■ **Information supplied**:
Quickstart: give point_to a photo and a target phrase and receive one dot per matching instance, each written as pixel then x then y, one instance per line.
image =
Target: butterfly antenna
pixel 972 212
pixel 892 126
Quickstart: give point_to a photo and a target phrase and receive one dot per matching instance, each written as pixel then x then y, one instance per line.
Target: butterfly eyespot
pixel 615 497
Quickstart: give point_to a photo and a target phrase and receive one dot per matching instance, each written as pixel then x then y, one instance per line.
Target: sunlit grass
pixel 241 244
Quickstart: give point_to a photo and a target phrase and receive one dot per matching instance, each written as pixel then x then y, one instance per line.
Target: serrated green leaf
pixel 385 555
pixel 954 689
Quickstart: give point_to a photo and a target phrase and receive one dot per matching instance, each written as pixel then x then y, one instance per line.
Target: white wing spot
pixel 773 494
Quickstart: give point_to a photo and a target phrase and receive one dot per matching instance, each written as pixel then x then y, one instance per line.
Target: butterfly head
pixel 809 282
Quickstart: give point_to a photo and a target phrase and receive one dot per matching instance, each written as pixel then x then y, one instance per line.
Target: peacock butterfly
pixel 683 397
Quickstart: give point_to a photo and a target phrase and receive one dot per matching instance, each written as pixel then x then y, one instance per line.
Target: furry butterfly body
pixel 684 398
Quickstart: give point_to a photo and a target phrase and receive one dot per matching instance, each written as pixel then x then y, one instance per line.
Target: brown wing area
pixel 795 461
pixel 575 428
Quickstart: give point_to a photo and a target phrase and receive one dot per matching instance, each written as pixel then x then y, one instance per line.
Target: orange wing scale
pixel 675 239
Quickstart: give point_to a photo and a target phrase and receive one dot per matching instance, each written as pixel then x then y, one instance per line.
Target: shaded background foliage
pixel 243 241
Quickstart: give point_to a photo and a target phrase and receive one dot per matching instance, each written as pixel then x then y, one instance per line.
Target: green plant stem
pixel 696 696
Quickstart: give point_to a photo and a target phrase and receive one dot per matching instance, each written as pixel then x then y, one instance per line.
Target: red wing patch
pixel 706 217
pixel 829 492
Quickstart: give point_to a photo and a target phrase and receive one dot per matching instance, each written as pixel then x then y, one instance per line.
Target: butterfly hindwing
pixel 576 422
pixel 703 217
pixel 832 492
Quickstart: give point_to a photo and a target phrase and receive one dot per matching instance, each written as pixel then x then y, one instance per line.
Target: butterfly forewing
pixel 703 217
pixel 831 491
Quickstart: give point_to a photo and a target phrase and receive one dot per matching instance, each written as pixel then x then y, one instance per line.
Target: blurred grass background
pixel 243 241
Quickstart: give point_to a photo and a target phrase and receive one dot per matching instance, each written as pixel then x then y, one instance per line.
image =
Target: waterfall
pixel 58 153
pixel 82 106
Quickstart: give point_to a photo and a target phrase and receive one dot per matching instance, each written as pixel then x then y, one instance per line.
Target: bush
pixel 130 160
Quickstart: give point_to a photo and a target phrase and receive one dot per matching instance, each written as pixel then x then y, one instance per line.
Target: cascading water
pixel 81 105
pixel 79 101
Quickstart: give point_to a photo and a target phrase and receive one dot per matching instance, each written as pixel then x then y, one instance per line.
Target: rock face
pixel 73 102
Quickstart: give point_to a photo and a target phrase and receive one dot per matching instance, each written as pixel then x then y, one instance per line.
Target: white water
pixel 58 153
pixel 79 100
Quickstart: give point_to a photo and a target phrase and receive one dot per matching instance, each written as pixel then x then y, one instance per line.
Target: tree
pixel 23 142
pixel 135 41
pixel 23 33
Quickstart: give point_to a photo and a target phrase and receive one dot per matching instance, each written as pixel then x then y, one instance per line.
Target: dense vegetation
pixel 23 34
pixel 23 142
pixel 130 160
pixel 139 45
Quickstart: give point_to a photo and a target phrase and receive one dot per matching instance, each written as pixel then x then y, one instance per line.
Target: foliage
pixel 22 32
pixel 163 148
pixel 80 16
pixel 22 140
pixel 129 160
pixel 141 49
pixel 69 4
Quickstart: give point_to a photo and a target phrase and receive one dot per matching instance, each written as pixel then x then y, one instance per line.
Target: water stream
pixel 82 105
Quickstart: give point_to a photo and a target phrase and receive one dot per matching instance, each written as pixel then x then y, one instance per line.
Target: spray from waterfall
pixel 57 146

■ **Aim**: Copy out the material above in its entirety. Every detail must match.

■ **Answer to the task**:
Quickstart: give point_to a photo and a target phrase and receive one dot per matching instance, each written as pixel then x then y, one instance per line.
image =
Target: butterfly antenna
pixel 972 212
pixel 892 126
Quickstart: give point_to a photo and a target phrase and receive one dot per matching instance, each written as pixel then x then y, one instance per line.
Target: butterfly eyespot
pixel 615 497
Quickstart: give point_to a photo and a target phrase and receive one dot per matching instance, each written as pixel then x then y, one instance per line.
Target: sunlit grass
pixel 241 244
Quickstart: give point_to a photo and a target phrase and receive one dot per matching instance, each written as pixel then x then y, one instance per line.
Target: serrated green leaf
pixel 385 555
pixel 954 689
Quickstart: give point_to a photo and a target phrase and receive one dot per matching instance, each written as pixel then x then y, one instance per line.
Target: white wing spot
pixel 773 494
Quickstart: give point_to a photo and a target phrase and receive one dot per matching instance, each written as pixel then x then y, one instance per line.
Target: butterfly head
pixel 809 282
Quickstart: give point_to a photo and a target phrase and receive one dot per matching instance, each written as pixel then x then y, one instance per line.
Target: peacock butterfly
pixel 683 397
Quickstart: give point_to a photo and a target phrase and receive one dot per matching instance, each written as pixel then x then y, one instance per line.
Target: furry butterfly body
pixel 684 398
Quickstart: give point_to a photo and a target phrase and receive one dot per matching instance, each written as pixel then x then y, one instance per line.
Target: brown wing area
pixel 795 461
pixel 575 428
Quickstart: give point_to a photo and a target phrase and receive one dot per matching instance, each written as pixel then x then y, one instance per line.
Target: orange wing scale
pixel 675 239
Quickstart: give point_to a photo and a target phrase and receive one dot per matching instance, each written as pixel then x then y, one instance per line.
Target: shaded background foliage
pixel 243 241
Quickstart: give point_to a photo and a target phrase and receive one dot per matching instance, each written as pixel then x then y, one instance per line.
Target: green plant stem
pixel 696 696
Quickstart: give point_to a photo and a target phrase and receive one dot per matching instance, each written as pixel then x then y, one instance per line.
Target: red wing patch
pixel 706 217
pixel 829 492
Quickstart: give point_to a photo and a target phrase and receive one dot per matching instance, each written as pixel then x then y, one instance per line.
Target: butterfly hindwing
pixel 576 422
pixel 703 217
pixel 832 492
Quickstart: give point_to a photo and a target phrase and receive one dot per matching instance, each written as pixel then x then y, one instance per line.
Target: butterfly forewing
pixel 703 217
pixel 831 491
Quickstart: give point_to a photo and a target phrase and receive one dot per matching instance, each written as pixel then x then y, one instance per line.
Target: blurred grass background
pixel 243 241
Quickstart: give point_to a photo and a target phrase and receive one dot per matching instance, each written as pixel then x then y, one instance per line.
image =
Target: waterfall
pixel 58 153
pixel 82 106
Quickstart: give point_to a photo and a target phrase and receive one dot per matching instance, each written as pixel then x then y, one instance per line.
Target: bush
pixel 130 160
Quickstart: give point_to a photo and a target phrase and receive one dot per matching instance, each written as pixel then x then y, one instance per line.
Target: cascading water
pixel 81 105
pixel 79 101
Quickstart: give point_to a photo and a target phrase and receive one dot per matching instance, each written as pixel then x then y, one instance per line.
Target: rock face
pixel 73 102
Quickstart: give point_to a photo and a target phrase and receive one dot per matching instance, each written as pixel then x then y, one instance per line.
Target: white water
pixel 58 153
pixel 79 100
Quickstart: give point_to a photo and a target phrase and receive one dot per matching instance, each written as pixel then x then y, one instance per line.
Target: tree
pixel 23 142
pixel 135 41
pixel 23 33
Quickstart: give point_to a photo and a target phrase and receive one dot per matching instance, each written as pixel then x then y, one instance per line.
Target: dense vegetation
pixel 23 34
pixel 23 142
pixel 130 160
pixel 139 45
Quickstart: give point_to a photo and a target phrase and receive one dot per matching instance, each written as pixel then x then y, one instance per line.
Target: foliage
pixel 22 32
pixel 163 148
pixel 80 16
pixel 22 140
pixel 129 160
pixel 141 49
pixel 69 4
Quickstart: give point_to a photo and a target phrase and receive one dot per matching instance, each written as pixel then x then y, one instance per line.
Target: water stream
pixel 82 105
Quickstart: give point_to a photo and a target phrase and receive one dot per matching instance, each written as pixel then x then y, one instance per line.
Target: spray from waterfall
pixel 57 146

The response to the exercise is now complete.